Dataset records
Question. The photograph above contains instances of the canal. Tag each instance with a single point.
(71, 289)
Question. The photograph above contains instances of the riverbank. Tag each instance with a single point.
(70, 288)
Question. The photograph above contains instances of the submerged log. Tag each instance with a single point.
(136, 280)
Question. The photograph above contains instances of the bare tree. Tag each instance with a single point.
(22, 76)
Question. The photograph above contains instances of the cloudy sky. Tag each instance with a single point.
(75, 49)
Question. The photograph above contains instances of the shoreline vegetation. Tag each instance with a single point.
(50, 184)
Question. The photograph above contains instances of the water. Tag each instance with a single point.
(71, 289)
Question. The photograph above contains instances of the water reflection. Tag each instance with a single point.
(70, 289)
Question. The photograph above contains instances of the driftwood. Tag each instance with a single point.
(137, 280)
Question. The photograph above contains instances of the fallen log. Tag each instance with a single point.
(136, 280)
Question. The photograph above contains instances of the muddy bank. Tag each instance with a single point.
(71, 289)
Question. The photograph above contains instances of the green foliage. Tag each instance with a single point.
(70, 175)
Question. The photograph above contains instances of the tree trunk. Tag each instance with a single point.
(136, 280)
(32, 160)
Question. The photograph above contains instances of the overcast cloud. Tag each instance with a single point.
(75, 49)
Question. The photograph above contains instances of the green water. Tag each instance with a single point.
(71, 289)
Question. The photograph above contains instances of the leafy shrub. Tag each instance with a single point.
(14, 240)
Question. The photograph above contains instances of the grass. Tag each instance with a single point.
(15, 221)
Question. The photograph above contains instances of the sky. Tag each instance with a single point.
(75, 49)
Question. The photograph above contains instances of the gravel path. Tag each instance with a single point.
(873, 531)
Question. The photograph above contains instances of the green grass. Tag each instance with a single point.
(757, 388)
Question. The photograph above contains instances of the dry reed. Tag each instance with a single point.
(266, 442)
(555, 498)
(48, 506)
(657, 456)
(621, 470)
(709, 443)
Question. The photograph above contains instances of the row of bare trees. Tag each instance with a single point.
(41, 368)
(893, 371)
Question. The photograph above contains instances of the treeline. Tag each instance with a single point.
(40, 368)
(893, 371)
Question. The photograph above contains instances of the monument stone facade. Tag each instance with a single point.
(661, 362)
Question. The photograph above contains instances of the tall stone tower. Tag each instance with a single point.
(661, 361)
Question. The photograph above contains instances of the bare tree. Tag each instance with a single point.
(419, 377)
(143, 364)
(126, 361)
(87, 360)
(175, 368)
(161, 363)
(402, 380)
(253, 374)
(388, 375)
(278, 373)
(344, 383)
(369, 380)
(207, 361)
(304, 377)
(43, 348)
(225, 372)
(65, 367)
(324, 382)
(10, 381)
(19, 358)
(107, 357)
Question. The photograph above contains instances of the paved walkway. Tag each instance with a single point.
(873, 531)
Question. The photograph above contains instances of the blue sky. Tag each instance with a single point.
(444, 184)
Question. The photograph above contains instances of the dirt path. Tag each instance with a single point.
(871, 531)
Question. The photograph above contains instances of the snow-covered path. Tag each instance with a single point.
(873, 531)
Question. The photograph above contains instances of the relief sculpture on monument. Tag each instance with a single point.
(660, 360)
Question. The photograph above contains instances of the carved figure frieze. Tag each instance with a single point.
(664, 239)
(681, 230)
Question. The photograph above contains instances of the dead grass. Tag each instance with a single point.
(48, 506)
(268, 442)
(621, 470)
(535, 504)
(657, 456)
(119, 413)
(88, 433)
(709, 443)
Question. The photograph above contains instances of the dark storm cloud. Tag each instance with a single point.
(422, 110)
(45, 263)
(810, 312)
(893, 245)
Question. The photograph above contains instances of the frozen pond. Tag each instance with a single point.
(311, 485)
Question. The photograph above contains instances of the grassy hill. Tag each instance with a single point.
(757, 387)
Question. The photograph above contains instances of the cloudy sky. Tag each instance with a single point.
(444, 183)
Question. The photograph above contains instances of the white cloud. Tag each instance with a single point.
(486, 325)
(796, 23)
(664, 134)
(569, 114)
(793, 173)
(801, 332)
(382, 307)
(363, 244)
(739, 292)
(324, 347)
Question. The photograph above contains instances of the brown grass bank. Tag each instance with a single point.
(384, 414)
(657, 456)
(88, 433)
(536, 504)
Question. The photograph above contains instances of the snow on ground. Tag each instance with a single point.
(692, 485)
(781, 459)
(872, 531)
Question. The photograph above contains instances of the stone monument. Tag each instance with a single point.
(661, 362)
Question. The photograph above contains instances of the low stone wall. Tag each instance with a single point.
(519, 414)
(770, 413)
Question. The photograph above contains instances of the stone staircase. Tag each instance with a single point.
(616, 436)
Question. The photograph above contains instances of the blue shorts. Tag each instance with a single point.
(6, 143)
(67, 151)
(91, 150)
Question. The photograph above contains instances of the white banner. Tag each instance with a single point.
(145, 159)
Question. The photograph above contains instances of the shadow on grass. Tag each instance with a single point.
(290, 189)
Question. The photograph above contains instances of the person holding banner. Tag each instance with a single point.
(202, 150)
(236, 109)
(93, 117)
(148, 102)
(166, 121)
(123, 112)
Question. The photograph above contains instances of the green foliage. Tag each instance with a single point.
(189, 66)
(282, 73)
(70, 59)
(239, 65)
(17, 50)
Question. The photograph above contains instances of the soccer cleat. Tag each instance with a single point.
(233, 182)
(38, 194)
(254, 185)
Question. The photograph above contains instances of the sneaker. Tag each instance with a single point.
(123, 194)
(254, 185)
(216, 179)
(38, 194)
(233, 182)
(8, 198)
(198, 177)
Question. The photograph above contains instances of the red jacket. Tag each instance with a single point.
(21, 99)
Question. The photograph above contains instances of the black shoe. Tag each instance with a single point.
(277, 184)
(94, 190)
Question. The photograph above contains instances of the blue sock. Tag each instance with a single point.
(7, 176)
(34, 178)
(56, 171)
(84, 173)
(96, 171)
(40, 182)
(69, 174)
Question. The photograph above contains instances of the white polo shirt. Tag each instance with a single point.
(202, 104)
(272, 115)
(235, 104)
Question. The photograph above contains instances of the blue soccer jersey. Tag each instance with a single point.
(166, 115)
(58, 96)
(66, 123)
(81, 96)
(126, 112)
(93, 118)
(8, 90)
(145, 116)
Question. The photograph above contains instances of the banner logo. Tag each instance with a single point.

> Short problem:
Only the lines from the one that contains "Question. The photograph above contains instances of the low" through the last line should be repeated, each exactly as it stands, with both ends included.

> Response to this task:
Question. The photograph above contains instances of the low stone wall. Tag each instance with a single point.
(519, 414)
(770, 413)
Question. The photograph above contains instances of the stone staircase. Tag each instance with a single point.
(616, 436)
Question. The photograph above contains instances of the blue shorts. Tag each instance with a single point.
(6, 143)
(67, 151)
(91, 150)
Question. The photograph above contains instances of the white banner. Tag each instance with a single point.
(145, 159)
Question. The photograph above contains instances of the shadow on grass. Tag each instance with a single point.
(290, 189)
Question. The photograph above contains instances of the person holding banner. Tag each instance with a single point.
(202, 150)
(236, 109)
(93, 117)
(148, 102)
(166, 121)
(123, 112)
Question. The photograph above contains instances of the green foliage. Tag each instance with a single point.
(189, 66)
(282, 73)
(70, 59)
(239, 65)
(17, 50)
Question. The photograph above contains instances of the soccer cleat. Tag each instance with a single point.
(233, 182)
(38, 194)
(254, 185)
Question. The photograph above contains instances of the sneaker. Tag each instance with a single point.
(123, 194)
(254, 185)
(216, 179)
(38, 194)
(233, 182)
(8, 198)
(198, 177)
Question. The photograph above contains instances of the red jacket. Tag each instance with a single point.
(21, 99)
Question. The photograph above contains instances of the black shoe. Tag each instance with a single point.
(277, 184)
(94, 190)
Question. The photograph above contains instances of the blue sock. Tag each instance with a single point.
(7, 176)
(34, 178)
(56, 171)
(84, 173)
(96, 171)
(40, 182)
(69, 174)
Question. The photograph above contains instances of the white polo shirt. Tag each instance with a single point.
(202, 104)
(272, 115)
(235, 104)
Question. The photograph above contains instances of the blue soccer jersey. Tag each instance with a single point.
(166, 115)
(58, 96)
(66, 123)
(81, 96)
(126, 112)
(93, 118)
(8, 90)
(145, 116)
Question. The photograph above contains instances of the banner logo. Tag each instance with a single point.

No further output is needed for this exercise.